> [THE TASK]:
Repeat the whole listing exactly.

★ ★ ★ ★ ★ ★ ★

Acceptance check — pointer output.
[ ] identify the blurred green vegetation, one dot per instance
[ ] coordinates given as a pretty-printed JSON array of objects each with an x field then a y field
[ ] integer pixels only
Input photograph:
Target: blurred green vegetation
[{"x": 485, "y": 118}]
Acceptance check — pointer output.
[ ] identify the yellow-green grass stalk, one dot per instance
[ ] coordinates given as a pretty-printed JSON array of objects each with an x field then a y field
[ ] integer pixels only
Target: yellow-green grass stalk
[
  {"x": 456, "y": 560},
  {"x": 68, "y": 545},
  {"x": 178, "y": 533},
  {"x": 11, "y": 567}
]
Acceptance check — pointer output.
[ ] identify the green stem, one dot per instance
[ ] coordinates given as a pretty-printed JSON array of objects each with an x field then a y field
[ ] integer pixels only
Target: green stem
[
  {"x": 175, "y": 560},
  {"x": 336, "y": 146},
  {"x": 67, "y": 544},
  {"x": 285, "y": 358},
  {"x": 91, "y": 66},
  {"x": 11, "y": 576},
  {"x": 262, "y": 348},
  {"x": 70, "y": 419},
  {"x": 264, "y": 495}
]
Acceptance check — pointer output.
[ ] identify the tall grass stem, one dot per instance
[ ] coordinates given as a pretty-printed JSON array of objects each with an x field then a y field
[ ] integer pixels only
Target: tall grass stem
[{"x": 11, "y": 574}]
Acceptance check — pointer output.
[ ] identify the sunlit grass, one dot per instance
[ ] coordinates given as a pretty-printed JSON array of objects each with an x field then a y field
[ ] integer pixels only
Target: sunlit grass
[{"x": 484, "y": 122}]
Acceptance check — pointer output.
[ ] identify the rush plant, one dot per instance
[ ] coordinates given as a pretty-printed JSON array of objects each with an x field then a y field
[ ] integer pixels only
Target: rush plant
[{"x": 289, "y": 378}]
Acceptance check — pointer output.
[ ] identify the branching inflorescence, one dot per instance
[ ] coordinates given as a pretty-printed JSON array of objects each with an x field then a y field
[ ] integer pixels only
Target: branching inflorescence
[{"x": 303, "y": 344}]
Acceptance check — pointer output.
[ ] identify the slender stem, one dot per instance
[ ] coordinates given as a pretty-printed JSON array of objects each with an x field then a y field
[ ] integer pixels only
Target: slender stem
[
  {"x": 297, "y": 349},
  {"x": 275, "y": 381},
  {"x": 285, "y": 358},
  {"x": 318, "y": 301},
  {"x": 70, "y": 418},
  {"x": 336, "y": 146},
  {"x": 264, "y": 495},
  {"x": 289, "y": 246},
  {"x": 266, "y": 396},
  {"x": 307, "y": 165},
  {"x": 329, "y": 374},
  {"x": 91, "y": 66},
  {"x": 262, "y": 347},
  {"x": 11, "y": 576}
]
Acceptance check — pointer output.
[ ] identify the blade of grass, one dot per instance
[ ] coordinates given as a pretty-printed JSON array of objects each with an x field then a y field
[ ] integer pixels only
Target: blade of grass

★ ★ ★ ★ ★ ★ ★

> [WORKED ANSWER]:
Acceptance check — pointer output.
[ ] identify the blurred green vegetation, one dot per instance
[ ] coordinates given as a pretty-printed JSON array of objects each with an x field then a y field
[ ] integer pixels only
Input photograph:
Target: blurred green vegetation
[{"x": 485, "y": 118}]
Acceptance check — pointer output.
[ ] identify the yellow-green grass stalk, one dot per instance
[ ] coordinates given as a pretty-printed JSON array of objects each with an x field then a y field
[ ] integer pixels only
Target: yellow-green grass stalk
[
  {"x": 456, "y": 560},
  {"x": 68, "y": 545},
  {"x": 178, "y": 533},
  {"x": 11, "y": 567}
]
Acceptance check — pointer output.
[ ] identify the green stem, one dot per instance
[ ] coordinates given as a pretty-printed JSON array of objects each with an x field then a y field
[ ] integer pixels only
Target: green stem
[
  {"x": 175, "y": 560},
  {"x": 336, "y": 146},
  {"x": 67, "y": 544},
  {"x": 285, "y": 358},
  {"x": 91, "y": 66},
  {"x": 11, "y": 576},
  {"x": 262, "y": 348},
  {"x": 70, "y": 419},
  {"x": 264, "y": 495}
]
Acceptance check — pointer output.
[ ] identify the tall grass stem, one dot per instance
[ ] coordinates given as a pretty-printed JSON array of objects each with an x field then a y field
[ ] integer pixels only
Target: tall grass stem
[{"x": 11, "y": 574}]
Acceptance check — pointer output.
[ ] identify the sunlit grass, one dot per instance
[ ] coordinates given as a pretty-printed JSON array of objects each with an x field then a y field
[ ] integer pixels only
Target: sunlit grass
[{"x": 484, "y": 122}]
Acceptance check — pointer output.
[ ] identify the rush plant, one dot per instance
[ ] coordinates given as a pretty-printed JSON array of objects each with an x field then a y field
[ ] integer pixels only
Target: rush plant
[{"x": 289, "y": 378}]
Acceptance check — pointer output.
[ ] identify the branching inflorescence, one dot per instance
[ ] coordinates given as a pretty-printed JSON array of objects each with an x field then a y field
[ ] integer pixels only
Target: branching inflorescence
[{"x": 303, "y": 344}]
Acceptance check — pointer output.
[ ] identify the slender stem, one dot per instance
[ ] coordinates given as a pretty-printed JSON array of objects each with an x field then a y field
[ ] integer pixels only
Target: slender stem
[
  {"x": 297, "y": 349},
  {"x": 275, "y": 381},
  {"x": 285, "y": 358},
  {"x": 318, "y": 301},
  {"x": 70, "y": 418},
  {"x": 336, "y": 146},
  {"x": 264, "y": 495},
  {"x": 289, "y": 246},
  {"x": 266, "y": 396},
  {"x": 307, "y": 165},
  {"x": 329, "y": 374},
  {"x": 91, "y": 66},
  {"x": 262, "y": 347},
  {"x": 11, "y": 576}
]
Acceptance check — pointer output.
[ ] identify the blade of grass, one dot per instance
[ ] coordinates given as a pretty-printed JSON array of objects each with an x field then a y field
[ ] integer pixels only
Target: blade of grass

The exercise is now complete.